(Raw data)
========================================================================
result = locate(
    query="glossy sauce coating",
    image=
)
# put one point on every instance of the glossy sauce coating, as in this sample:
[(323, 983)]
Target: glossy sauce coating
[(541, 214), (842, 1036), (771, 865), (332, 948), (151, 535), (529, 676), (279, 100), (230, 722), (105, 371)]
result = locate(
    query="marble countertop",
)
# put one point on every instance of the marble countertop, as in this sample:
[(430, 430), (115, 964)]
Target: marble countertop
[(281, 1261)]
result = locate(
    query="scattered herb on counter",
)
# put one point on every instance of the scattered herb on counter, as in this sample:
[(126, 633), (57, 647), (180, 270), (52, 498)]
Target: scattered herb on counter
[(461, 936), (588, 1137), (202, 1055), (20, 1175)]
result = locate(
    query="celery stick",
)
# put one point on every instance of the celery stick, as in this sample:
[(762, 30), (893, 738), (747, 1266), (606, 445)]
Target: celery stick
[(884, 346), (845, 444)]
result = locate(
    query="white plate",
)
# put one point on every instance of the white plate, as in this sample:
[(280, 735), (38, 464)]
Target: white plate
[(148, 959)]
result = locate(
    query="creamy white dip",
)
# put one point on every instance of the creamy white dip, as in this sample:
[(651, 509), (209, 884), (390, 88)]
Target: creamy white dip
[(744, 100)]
========================================================================
Format everything from the start of the data down to the line containing "722), (105, 371)]" as a numbered list, leaving out any blank lines.

◆ Task response ◆
1. result = locate(
2.     query="glossy sauce coating",
3.     image=
4. )
5. # put one point on every instance of the glossy sauce coating, as in this sample:
6. [(323, 983)]
7. Target: glossy sauce coating
8. [(541, 214), (842, 1036), (771, 865), (332, 948), (151, 535), (529, 676), (279, 100), (230, 722), (105, 371)]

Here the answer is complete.